Saved entries
**********

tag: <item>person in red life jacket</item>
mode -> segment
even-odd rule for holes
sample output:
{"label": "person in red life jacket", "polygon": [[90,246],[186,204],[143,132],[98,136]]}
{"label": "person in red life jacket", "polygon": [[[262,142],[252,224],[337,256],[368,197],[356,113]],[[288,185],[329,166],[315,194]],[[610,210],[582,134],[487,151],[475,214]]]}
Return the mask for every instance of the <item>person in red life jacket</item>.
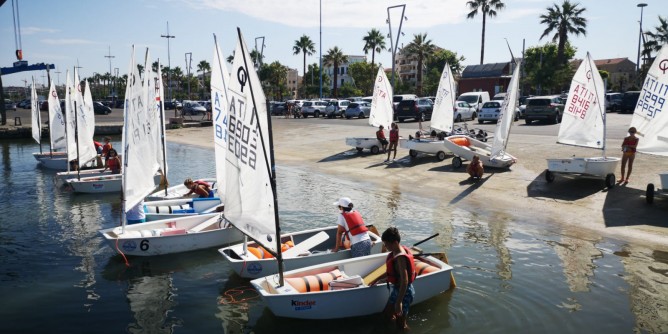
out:
{"label": "person in red life jacket", "polygon": [[332,250],[338,252],[342,248],[342,236],[350,240],[350,252],[353,257],[371,254],[371,237],[369,229],[364,225],[364,220],[359,212],[353,210],[353,203],[348,197],[341,197],[334,205],[339,207],[341,214],[338,215],[336,224],[336,246]]}
{"label": "person in red life jacket", "polygon": [[183,185],[186,186],[190,191],[183,195],[190,196],[191,194],[199,195],[199,198],[210,198],[213,197],[213,189],[209,183],[201,180],[193,181],[191,178],[187,178],[183,181]]}
{"label": "person in red life jacket", "polygon": [[[636,147],[638,147],[638,141],[640,138],[636,137],[636,128],[629,128],[629,136],[624,138],[622,142],[622,178],[619,182],[629,182],[629,176],[631,176],[631,171],[633,171],[633,160],[636,158]],[[626,169],[626,163],[629,163],[629,171],[626,173],[626,178],[624,178],[624,170]]]}
{"label": "person in red life jacket", "polygon": [[121,159],[118,157],[118,153],[113,148],[109,150],[109,158],[107,158],[107,162],[102,172],[106,171],[107,169],[111,170],[112,174],[121,173]]}
{"label": "person in red life jacket", "polygon": [[380,145],[383,146],[383,153],[387,150],[387,139],[385,138],[385,131],[383,130],[384,126],[379,126],[378,131],[376,131],[376,139],[380,142]]}
{"label": "person in red life jacket", "polygon": [[111,137],[104,137],[104,145],[102,145],[102,156],[106,160],[109,157],[109,150],[111,150],[113,146],[111,146]]}
{"label": "person in red life jacket", "polygon": [[482,161],[480,161],[479,156],[473,156],[471,163],[466,167],[466,172],[469,173],[470,179],[480,180],[482,178],[482,174],[485,172],[485,169],[482,166]]}
{"label": "person in red life jacket", "polygon": [[390,129],[390,147],[387,150],[387,159],[385,162],[390,161],[390,153],[394,150],[394,157],[392,161],[397,158],[397,145],[399,144],[399,126],[397,123],[392,122],[392,129]]}
{"label": "person in red life jacket", "polygon": [[396,227],[390,227],[381,236],[383,245],[390,252],[385,264],[387,266],[387,281],[392,285],[390,298],[385,306],[385,315],[396,321],[400,330],[407,330],[406,319],[415,289],[415,260],[410,248],[401,244],[401,235]]}
{"label": "person in red life jacket", "polygon": [[97,156],[95,157],[97,167],[102,168],[104,166],[102,164],[102,158],[100,157],[100,154],[102,154],[102,143],[97,140],[93,140],[93,145],[95,146],[95,152],[97,152]]}

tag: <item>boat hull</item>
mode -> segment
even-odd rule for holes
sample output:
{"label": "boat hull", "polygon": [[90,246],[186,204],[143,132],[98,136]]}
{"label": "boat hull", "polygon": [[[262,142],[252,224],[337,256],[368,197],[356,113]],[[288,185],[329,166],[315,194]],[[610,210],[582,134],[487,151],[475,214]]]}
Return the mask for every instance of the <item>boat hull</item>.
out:
{"label": "boat hull", "polygon": [[51,156],[42,156],[35,157],[42,167],[53,170],[67,170],[67,156],[65,155],[54,155]]}
{"label": "boat hull", "polygon": [[221,247],[243,239],[241,231],[223,222],[215,213],[127,225],[125,233],[121,233],[123,227],[99,233],[118,253],[154,256]]}
{"label": "boat hull", "polygon": [[346,138],[346,145],[356,148],[358,151],[370,150],[371,153],[378,153],[383,148],[383,144],[376,138]]}
{"label": "boat hull", "polygon": [[[350,258],[351,252],[349,249],[340,250],[336,253],[329,251],[336,245],[336,230],[337,227],[333,226],[282,234],[282,243],[292,240],[295,245],[298,245],[303,240],[306,240],[321,231],[324,231],[329,236],[325,242],[313,247],[310,250],[311,254],[308,256],[284,258],[284,270],[298,269],[320,263]],[[380,253],[382,248],[380,237],[372,232],[369,232],[369,234],[371,235],[371,241],[373,242],[373,245],[371,246],[371,254]],[[255,244],[249,243],[248,246],[254,247]],[[234,272],[241,277],[258,278],[278,273],[278,261],[276,261],[275,258],[258,259],[250,252],[243,254],[243,244],[221,248],[218,251],[223,255],[225,261],[232,267]]]}
{"label": "boat hull", "polygon": [[103,175],[112,175],[110,170],[105,172],[104,168],[94,168],[94,169],[85,169],[77,173],[77,171],[69,172],[58,172],[56,173],[56,181],[62,184],[65,184],[67,180],[76,179],[79,176],[81,177],[97,177]]}
{"label": "boat hull", "polygon": [[[213,178],[207,178],[207,179],[199,179],[202,181],[206,181],[211,185],[211,189],[216,191],[218,189],[218,186],[216,184],[216,179]],[[183,196],[184,194],[188,193],[188,188],[184,186],[182,183],[177,184],[175,186],[171,186],[167,188],[167,194],[165,194],[165,190],[158,190],[148,196],[146,196],[147,201],[160,201],[160,200],[166,200],[166,199],[179,199],[179,198],[194,198],[197,195],[192,194],[189,197]]]}
{"label": "boat hull", "polygon": [[[400,139],[399,147],[410,150],[410,156],[416,157],[415,153],[434,154],[440,160],[445,159],[446,154],[452,154],[450,150],[443,145],[444,140],[431,139]],[[415,153],[414,153],[415,152]],[[441,159],[443,158],[443,159]]]}
{"label": "boat hull", "polygon": [[[154,184],[160,183],[160,176],[160,174],[153,176]],[[123,189],[123,177],[121,174],[90,176],[67,180],[67,184],[76,193],[116,193]]]}
{"label": "boat hull", "polygon": [[[285,278],[304,277],[338,269],[347,276],[365,277],[385,264],[387,253],[351,258],[284,273]],[[437,271],[418,276],[413,282],[415,296],[412,305],[423,302],[453,287],[452,267],[445,262],[427,256],[423,258]],[[389,298],[387,283],[363,284],[340,290],[298,292],[287,283],[279,287],[278,275],[251,281],[267,307],[279,317],[298,319],[338,319],[377,314],[383,311]],[[286,280],[287,281],[287,280]],[[351,302],[354,301],[354,302]],[[345,307],[341,307],[345,305]]]}
{"label": "boat hull", "polygon": [[619,160],[617,157],[547,159],[547,169],[556,173],[605,177],[615,173]]}
{"label": "boat hull", "polygon": [[[462,146],[457,144],[457,141],[467,141],[468,146]],[[508,168],[512,166],[517,159],[508,153],[504,153],[500,158],[492,159],[492,145],[471,138],[465,135],[454,135],[445,138],[443,145],[447,150],[450,150],[455,156],[469,160],[473,159],[474,155],[477,155],[482,162],[482,165],[485,167],[496,167],[496,168]]]}
{"label": "boat hull", "polygon": [[[159,181],[158,181],[159,182]],[[171,219],[211,213],[223,204],[220,198],[182,198],[144,203],[146,221]]]}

**********

▶ [WHAT THE TASK REQUIRES]
Write down again the exact lines running from the beginning of the data to the line containing "Return the mask for every instance of the <item>person", with both ends included.

▶ [EXERCISE OUTPUT]
tag: <item>person in red life jacket</item>
mode -> segment
even-odd rule for holes
sample output:
{"label": "person in red life jacket", "polygon": [[90,246],[186,204],[143,132],[98,136]]}
{"label": "person in red life jacket", "polygon": [[[262,142],[252,224],[337,256],[368,197],[356,113]],[[288,185],[329,166],[315,194]],[[610,210],[582,134],[487,151],[475,214]]]}
Return the mask for every instance of the <item>person in red life jacket</item>.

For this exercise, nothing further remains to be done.